- **PASSAGE CHOISI**:
^^^^

Billet de blog 379 : Ce billet fait partie, avec les billets 380 : « Les obligations souveraines vertes bénéficient–elles d’une prime verte ? » et 381 « Valorisation du risque climatique des obligations d’entreprise » de la série du blog consacrée aux « Primes vertes ».
Pour financer un investissement respectueux de l’environnement, une entreprise peut émettre une obligation verte. L’étude révèle que les investisseurs sont prêts à demander une rémunération légèrement inférieure pour ces obligations vertes. Néanmoins, cette prime verte fluctue dans le temps, entre les principaux pays et secteurs de la zone euro, et en fonction du label vert obtenu.
Graphique 1 : En moyenne, les entreprises françaises et européennes bénéficient d’une prime lorsqu’elles émettent des obligations vertes
Notes : Évolution de la prime sur les obligations vertes entre 2018 et 2024. La prime verte (courbes) et les intervalles de confiance à 95% (aires) sont estimés via une analyse économétrique.
Les obligations vertes, un instrument du financement de la transition écologique
Selon le sixième rapport du Groupe d’experts intergouvernemental sur l'évolution du climat (GIEC, 2022), les investissements nécessaires pour atteindre l’objectif de l’Accord de Paris de limiter le réchauffement de la planète à +1,5°C par rapport à l’ère préindustrielle devront plus que tripler d’ici à 2030. La finance verte, en orientant les flux financiers vers les investissements nécessaires à la transition écologique, peut contribuer à combler cet écart.

^^^^

- **EXTRAIT DES DONNÉES**:
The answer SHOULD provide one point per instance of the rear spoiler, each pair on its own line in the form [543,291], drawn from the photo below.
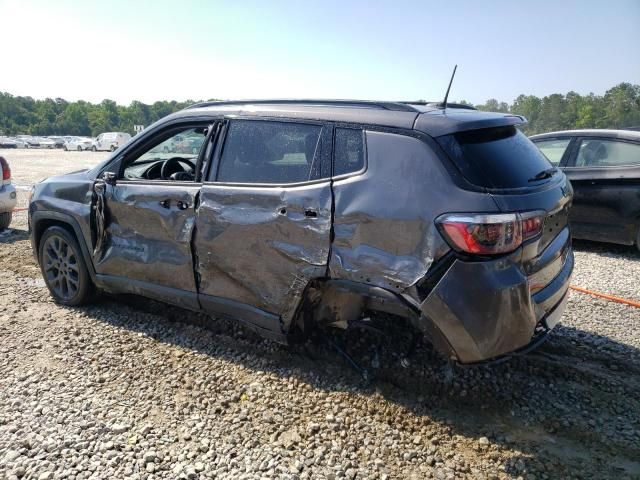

^^^^

- **OBJECTIF ÉNONCÉ 1**:
Indiquez si chacun des énoncés suivants est conforme au passage choisi. Répondez par oui ou par non en citant les mots décisifs du passage. (a) Les investisseurs acceptent une rémunération légèrement plus faible pour les obligations vertes. (b) La prime verte reste identique d’un secteur à l’autre de la zone euro. (c) D’après le GIEC, les investissements nécessaires devront plus que tripler d’ici à 2030.
- **OBJECTIF ÉNONCÉ 2**:
Selon le passage choisi, sur quelle période le graphique 1 retrace-t-il l’évolution de la prime sur les obligations vertes ?
- **OBJECTIF ÉNONCÉ 3**:
Recopiez fidèlement le segment du passage choisi qui va de « Graphique 1 : En » jusqu’à « combler cet écart. ».

- **RÉPONSE COMPLÈTE 1**:
(a) Oui : « les investisseurs sont prêts à demander une rémunération légèrement inférieure pour ces obligations vertes »
(b) Non : « cette prime verte fluctue dans le temps, entre les principaux pays et secteurs de la zone euro »
(c) Oui : « devront plus que tripler d’ici à 2030 »

- **RÉPONSE COMPLÈTE 2**:
Entre 2018 et 2024.

- **RÉPONSE COMPLÈTE 3**:
Graphique 1 : En moyenne, les entreprises françaises et européennes bénéficient d’une prime lorsqu’elles émettent des obligations vertes
Notes : Évolution de la prime sur les obligations vertes entre 2018 et 2024. La prime verte (courbes) et les intervalles de confiance à 95% (aires) sont estimés via une analyse économétrique.
Les obligations vertes, un instrument du financement de la transition écologique
Selon le sixième rapport du Groupe d’experts intergouvernemental sur l'évolution du climat (GIEC, 2022), les investissements nécessaires pour atteindre l’objectif de l’Accord de Paris de limiter le réchauffement de la planète à +1,5°C par rapport à l’ère préindustrielle devront plus que tripler d’ici à 2030. La finance verte, en orientant les flux financiers vers les investissements nécessaires à la transition écologique, peut contribuer à combler cet écart.